** Start **
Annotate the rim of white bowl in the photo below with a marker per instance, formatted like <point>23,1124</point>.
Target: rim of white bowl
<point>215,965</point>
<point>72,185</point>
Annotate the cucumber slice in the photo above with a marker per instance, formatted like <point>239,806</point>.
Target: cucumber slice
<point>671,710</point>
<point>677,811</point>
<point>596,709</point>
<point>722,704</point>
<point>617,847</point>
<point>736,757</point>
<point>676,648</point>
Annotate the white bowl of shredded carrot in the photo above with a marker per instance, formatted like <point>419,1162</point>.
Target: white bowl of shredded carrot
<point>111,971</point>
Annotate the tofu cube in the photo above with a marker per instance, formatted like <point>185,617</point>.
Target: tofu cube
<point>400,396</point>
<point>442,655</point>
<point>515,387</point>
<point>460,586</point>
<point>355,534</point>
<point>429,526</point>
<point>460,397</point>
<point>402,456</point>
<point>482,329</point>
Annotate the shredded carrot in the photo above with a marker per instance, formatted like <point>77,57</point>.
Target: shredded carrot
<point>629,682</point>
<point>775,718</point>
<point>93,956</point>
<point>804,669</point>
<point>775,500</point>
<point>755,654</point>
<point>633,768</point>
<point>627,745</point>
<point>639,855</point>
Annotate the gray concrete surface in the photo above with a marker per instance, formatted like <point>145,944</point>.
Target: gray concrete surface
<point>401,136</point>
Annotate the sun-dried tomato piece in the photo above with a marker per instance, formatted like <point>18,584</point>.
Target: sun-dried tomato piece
** End **
§ **Description of the task**: Please rewrite the rows above with every "white bowl" renamed to "ceramic bowl", leaving everything else unchanged.

§ **Task answer**:
Annotate the rim of ceramic bowl in the photo below with a marker per instance, formatted like <point>23,1124</point>.
Target: rim of ceramic bowl
<point>215,965</point>
<point>72,185</point>
Annotate the cucumber slice in the photo above with a marker per instance, formatted like <point>239,806</point>.
Target: cucumber slice
<point>671,710</point>
<point>677,811</point>
<point>596,709</point>
<point>722,704</point>
<point>617,847</point>
<point>736,757</point>
<point>676,648</point>
Annotate the ceramic bowl of shredded carrot in the photo above with a marker per instance, formatted like <point>419,1162</point>.
Target: ceramic bowl of shredded carrot
<point>111,971</point>
Annotate the tofu cube in the photo above with a marker per instance, formatted like <point>185,617</point>.
Target: tofu cube
<point>400,396</point>
<point>442,655</point>
<point>515,387</point>
<point>460,586</point>
<point>355,534</point>
<point>429,526</point>
<point>460,397</point>
<point>402,456</point>
<point>482,329</point>
Annotate the shredded carrot in the photo above with a marker per instance, formatted like <point>77,57</point>.
Target: shredded carrot
<point>629,682</point>
<point>775,718</point>
<point>93,956</point>
<point>804,669</point>
<point>775,500</point>
<point>755,654</point>
<point>633,768</point>
<point>627,745</point>
<point>639,855</point>
Annotate the gray concrete surface in the photo above with a marker per instance, formatted like <point>145,944</point>.
Target: gray concrete surface
<point>401,136</point>
Annotate the sun-dried tomato piece in the photo above with a marker per instance, formatted like <point>18,584</point>.
Target: sun-dried tomato piece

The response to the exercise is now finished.